### [Short problem]
Rescale every line from the one containing "If you could mark the grass" through the final line, both ends inclusive. Multiply each point coordinate by 0.65 and round to a whole number, with halves rounded up. Reproduce all other wording unchanged and return only those lines.

### [Dataset content]
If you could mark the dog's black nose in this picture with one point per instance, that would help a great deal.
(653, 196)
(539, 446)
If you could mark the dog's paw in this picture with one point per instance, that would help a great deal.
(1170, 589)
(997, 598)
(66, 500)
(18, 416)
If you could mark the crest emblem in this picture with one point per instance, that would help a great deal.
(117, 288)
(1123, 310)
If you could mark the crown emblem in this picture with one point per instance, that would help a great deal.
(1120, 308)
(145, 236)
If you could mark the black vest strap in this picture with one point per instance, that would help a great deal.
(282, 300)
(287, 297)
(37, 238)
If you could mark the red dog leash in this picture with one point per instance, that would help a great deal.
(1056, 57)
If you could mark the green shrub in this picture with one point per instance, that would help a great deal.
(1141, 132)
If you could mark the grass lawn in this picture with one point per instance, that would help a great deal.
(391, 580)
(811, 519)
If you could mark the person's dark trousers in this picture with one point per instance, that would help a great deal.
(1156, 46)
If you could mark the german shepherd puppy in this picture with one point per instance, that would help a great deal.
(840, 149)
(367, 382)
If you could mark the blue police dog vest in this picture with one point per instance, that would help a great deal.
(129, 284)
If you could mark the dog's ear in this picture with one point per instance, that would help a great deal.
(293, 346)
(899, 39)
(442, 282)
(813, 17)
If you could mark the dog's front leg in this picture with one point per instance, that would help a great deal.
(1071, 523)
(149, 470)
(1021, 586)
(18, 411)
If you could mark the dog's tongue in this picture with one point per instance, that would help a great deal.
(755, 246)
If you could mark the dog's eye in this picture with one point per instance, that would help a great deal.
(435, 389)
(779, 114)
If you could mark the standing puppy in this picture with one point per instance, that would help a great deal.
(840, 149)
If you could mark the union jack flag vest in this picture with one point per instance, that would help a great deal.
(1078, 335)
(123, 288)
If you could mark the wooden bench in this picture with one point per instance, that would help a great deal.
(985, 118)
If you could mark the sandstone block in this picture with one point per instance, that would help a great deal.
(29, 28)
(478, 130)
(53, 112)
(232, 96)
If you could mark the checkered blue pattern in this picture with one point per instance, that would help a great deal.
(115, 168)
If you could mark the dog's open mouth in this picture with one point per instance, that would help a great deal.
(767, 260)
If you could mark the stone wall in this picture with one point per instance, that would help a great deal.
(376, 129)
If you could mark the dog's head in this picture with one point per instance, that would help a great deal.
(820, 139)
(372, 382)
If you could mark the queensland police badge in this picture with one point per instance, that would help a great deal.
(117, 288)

### [Output]
If you could mark the grass lawn in this picture with one point per instance, that would help a great deal.
(254, 377)
(527, 337)
If you could mark the person's dark trousers in this picture with one point per instance, that would help a great deal.
(751, 30)
If you could mark the german shepherd puppy in this picture with one point per instance, that would help a great deal.
(546, 97)
(239, 248)
If you could mark the blue police dog vest in this picture with one point per instance, that would help a great deal.
(84, 185)
If you could mark the dog's ear in this picture with one point per instance, that would help a great deal.
(190, 225)
(584, 25)
(287, 183)
(528, 11)
If you could mark the dog's front leg in this picture with one point per instance, that would help a great deal.
(696, 340)
(97, 306)
(664, 381)
(12, 267)
If you could mark the dog's tongue in this picture with one point per instance, that would help a great deal.
(491, 160)
If you could mark the dog's eye in this picture with one point per instance, that would help a great deal.
(283, 253)
(506, 74)
If you could mark the standing puppy in this picture with one point per instance, that would help a great deal.
(546, 97)
If you could mark the union jack flag vest in this picture with one point per instance, that would help a great deal.
(701, 218)
(80, 187)
If you could mark the wooden bench in this picture with one point per instance, that would help a great deal.
(640, 77)
If you could mark the sandstone block in this picture with one point per instance, that would help a great deal.
(19, 18)
(311, 85)
(34, 73)
(151, 62)
If you could mark the checkered blue pattern in this picture with one point per instance, that would help a great deal.
(75, 109)
If you could mark the dog's open mouth in this picture with one point per instance, that would help a great deal.
(499, 169)
If you could mark the stone wall in this picture with one point per instance, that would help a great deal.
(244, 84)
If you could mark the dog's head in this picture with one point per instance, that would help a great deal.
(533, 90)
(242, 248)
If you could mark the queensland police badge in this picture with one point per instance, that would help a great deal.
(76, 187)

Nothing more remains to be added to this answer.